• **TASK STATEMENT**
The answer is to contain only the line containing "Could you please spot the brass" and the lines after it through the last one, each reproduced exactly as it appears below.

================

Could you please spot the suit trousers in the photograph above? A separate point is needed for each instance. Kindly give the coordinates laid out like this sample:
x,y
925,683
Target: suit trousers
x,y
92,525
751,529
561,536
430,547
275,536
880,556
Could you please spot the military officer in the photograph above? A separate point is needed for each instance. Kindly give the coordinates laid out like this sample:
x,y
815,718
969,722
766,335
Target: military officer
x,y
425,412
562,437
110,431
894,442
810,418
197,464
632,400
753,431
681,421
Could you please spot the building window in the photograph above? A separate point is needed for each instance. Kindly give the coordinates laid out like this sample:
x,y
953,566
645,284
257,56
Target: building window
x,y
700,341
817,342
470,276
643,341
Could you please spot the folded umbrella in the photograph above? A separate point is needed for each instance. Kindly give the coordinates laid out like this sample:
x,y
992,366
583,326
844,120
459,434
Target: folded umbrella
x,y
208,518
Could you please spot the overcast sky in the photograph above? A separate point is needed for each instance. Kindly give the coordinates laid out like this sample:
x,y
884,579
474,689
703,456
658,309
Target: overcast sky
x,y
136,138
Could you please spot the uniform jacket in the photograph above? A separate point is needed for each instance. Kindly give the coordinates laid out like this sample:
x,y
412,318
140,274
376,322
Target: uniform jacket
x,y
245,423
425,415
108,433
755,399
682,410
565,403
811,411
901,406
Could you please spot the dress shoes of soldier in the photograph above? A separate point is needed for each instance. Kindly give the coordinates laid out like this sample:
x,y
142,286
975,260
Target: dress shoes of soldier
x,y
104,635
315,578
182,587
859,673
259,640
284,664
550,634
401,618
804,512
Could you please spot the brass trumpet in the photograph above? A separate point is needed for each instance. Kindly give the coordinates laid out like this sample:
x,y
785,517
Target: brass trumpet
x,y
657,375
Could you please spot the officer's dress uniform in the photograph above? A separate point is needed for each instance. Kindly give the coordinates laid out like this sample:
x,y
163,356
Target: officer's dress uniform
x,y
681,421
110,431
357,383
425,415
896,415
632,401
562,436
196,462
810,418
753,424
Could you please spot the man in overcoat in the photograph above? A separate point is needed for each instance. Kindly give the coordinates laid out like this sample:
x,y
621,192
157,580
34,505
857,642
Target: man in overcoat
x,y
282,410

================

• **RESPONSE BOX**
Could you please spot the brass trumpet in the photograph above? A separate point is needed for each instance. Kindly give the coordinates laid out like this sample:
x,y
785,517
Target: brass trumpet
x,y
657,375
Could you please spot the officer's dress uniform in the photograph above? A separate point is needed for each instance. Kindly give the coordinates laid out like this sample:
x,y
163,356
Target: officer's dress uniform
x,y
681,421
110,431
357,383
425,415
896,415
632,401
562,436
196,462
810,418
753,424
Could you please spot the man in overcoat in the photograph above? A separate point is needed for each instance. Kindly give the coordinates laid out like this sample:
x,y
621,192
157,580
34,505
857,642
Target: man in overcoat
x,y
282,410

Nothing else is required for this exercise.